## What is expected
List every line below that contains the string "image", copying each of those lines in full.

BEGIN Data for this task

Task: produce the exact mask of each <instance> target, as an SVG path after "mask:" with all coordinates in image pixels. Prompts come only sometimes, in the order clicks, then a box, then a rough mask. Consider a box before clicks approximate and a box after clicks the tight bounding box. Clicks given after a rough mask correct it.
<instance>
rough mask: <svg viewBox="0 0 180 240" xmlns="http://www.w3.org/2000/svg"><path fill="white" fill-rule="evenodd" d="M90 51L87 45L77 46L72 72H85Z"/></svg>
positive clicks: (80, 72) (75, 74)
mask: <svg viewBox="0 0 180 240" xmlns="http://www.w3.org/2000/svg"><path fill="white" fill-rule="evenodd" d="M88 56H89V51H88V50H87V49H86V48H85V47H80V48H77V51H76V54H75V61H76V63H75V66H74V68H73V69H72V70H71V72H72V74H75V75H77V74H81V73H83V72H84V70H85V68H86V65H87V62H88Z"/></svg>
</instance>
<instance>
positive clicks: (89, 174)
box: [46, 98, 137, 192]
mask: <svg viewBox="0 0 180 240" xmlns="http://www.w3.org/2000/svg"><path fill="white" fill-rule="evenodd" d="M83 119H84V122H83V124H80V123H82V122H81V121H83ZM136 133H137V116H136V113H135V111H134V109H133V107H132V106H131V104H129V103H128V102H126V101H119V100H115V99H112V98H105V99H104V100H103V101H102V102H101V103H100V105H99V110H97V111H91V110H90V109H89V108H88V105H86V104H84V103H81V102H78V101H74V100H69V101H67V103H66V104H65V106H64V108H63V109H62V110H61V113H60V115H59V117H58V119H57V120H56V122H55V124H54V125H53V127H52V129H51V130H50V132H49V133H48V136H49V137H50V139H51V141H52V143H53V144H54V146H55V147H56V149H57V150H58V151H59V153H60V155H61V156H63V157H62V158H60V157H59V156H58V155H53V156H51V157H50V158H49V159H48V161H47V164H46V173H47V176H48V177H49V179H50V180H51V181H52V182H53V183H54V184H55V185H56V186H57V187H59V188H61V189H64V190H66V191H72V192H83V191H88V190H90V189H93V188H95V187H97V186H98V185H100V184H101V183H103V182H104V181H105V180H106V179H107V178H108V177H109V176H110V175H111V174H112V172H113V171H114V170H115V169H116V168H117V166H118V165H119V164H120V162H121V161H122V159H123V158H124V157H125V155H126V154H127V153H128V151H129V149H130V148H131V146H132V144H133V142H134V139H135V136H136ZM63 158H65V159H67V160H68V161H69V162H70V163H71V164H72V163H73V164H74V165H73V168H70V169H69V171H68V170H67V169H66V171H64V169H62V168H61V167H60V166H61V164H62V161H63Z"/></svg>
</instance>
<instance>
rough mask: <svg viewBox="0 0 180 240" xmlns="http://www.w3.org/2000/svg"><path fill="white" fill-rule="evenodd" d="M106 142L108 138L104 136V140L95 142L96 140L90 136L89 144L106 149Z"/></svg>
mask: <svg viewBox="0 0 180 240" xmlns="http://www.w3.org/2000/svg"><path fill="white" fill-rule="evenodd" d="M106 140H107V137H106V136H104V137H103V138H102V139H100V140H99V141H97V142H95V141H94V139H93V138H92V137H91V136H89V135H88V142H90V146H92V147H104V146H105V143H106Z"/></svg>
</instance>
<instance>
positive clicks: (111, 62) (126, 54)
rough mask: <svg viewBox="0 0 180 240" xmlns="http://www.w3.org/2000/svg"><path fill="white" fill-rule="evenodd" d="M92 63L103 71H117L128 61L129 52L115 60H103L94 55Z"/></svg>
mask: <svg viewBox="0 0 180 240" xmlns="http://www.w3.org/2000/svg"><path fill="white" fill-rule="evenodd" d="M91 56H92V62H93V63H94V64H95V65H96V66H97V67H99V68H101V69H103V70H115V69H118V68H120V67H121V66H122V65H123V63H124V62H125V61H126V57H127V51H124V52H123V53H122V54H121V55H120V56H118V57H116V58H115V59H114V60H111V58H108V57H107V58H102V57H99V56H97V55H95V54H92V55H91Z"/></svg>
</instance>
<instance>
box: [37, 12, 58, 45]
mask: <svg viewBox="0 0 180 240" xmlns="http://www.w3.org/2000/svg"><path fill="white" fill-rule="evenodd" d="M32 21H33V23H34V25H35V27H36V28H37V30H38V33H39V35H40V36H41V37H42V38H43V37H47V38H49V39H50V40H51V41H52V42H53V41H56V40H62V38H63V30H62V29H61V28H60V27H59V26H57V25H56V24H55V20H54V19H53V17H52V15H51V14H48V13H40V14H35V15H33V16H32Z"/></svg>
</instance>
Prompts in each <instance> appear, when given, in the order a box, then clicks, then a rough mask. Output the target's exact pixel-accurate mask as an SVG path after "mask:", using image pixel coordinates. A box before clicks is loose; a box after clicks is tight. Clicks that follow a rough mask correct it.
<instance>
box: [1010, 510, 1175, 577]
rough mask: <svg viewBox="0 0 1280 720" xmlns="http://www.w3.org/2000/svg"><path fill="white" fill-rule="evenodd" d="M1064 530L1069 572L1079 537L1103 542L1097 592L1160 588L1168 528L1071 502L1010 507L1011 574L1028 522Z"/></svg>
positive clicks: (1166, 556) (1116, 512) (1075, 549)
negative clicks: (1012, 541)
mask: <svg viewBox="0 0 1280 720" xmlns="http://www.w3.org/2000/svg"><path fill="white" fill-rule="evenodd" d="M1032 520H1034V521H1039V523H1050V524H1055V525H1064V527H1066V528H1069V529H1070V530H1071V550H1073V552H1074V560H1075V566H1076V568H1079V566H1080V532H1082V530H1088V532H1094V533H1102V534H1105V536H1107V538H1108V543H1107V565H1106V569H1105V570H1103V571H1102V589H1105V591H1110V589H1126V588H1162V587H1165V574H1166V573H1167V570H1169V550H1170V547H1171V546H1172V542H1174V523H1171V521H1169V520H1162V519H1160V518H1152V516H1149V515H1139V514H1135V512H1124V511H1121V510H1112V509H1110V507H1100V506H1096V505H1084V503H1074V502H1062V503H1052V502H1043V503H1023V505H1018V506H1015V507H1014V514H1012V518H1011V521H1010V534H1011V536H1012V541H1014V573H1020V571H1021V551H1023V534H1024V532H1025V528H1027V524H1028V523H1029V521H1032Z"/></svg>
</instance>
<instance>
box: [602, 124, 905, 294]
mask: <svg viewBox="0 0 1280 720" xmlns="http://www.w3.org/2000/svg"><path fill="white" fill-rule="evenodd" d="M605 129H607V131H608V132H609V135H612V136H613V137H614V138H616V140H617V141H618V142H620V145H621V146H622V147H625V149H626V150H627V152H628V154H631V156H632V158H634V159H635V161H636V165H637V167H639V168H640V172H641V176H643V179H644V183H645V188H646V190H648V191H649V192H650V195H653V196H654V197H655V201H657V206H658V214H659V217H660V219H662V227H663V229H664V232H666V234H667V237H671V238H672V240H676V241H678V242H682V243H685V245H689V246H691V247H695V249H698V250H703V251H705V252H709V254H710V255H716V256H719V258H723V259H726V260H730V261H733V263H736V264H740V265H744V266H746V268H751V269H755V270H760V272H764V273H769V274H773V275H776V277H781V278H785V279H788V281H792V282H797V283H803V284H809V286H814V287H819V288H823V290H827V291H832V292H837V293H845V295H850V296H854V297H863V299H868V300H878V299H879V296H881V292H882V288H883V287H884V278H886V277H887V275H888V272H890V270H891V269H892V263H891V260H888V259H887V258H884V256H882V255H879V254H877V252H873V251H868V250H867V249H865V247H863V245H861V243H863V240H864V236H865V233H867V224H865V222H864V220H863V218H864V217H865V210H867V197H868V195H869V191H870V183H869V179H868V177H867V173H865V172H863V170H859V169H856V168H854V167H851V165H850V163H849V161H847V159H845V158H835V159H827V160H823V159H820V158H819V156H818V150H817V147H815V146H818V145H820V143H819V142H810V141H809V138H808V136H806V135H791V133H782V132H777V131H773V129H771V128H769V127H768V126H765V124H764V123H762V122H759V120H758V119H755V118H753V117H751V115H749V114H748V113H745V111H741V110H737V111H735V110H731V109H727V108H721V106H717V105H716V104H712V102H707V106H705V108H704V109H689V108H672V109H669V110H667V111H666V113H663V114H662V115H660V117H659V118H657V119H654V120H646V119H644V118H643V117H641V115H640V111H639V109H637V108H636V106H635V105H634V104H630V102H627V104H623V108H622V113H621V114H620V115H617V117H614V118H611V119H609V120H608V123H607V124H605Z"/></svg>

END Data for this task

## Output for this task
Task: produce the exact mask of each <instance> target, as an SVG path after "mask:" with all coordinates in image pixels. Prompts come only sometimes, in the order clicks, then a box, then a rough mask. Consider a box before clicks approximate and a box after clicks the tight bounding box. Clicks given after a rough mask correct it.
Prompts in each <instance> appear, when given, in the order a box, then clicks, then a rough mask. Output the target's exact pixel-accurate mask as an SVG path after "mask:", using image pixel coordinates. A box before clicks is loose; a box after clicks is tight. Clicks that follow a rough mask correct it.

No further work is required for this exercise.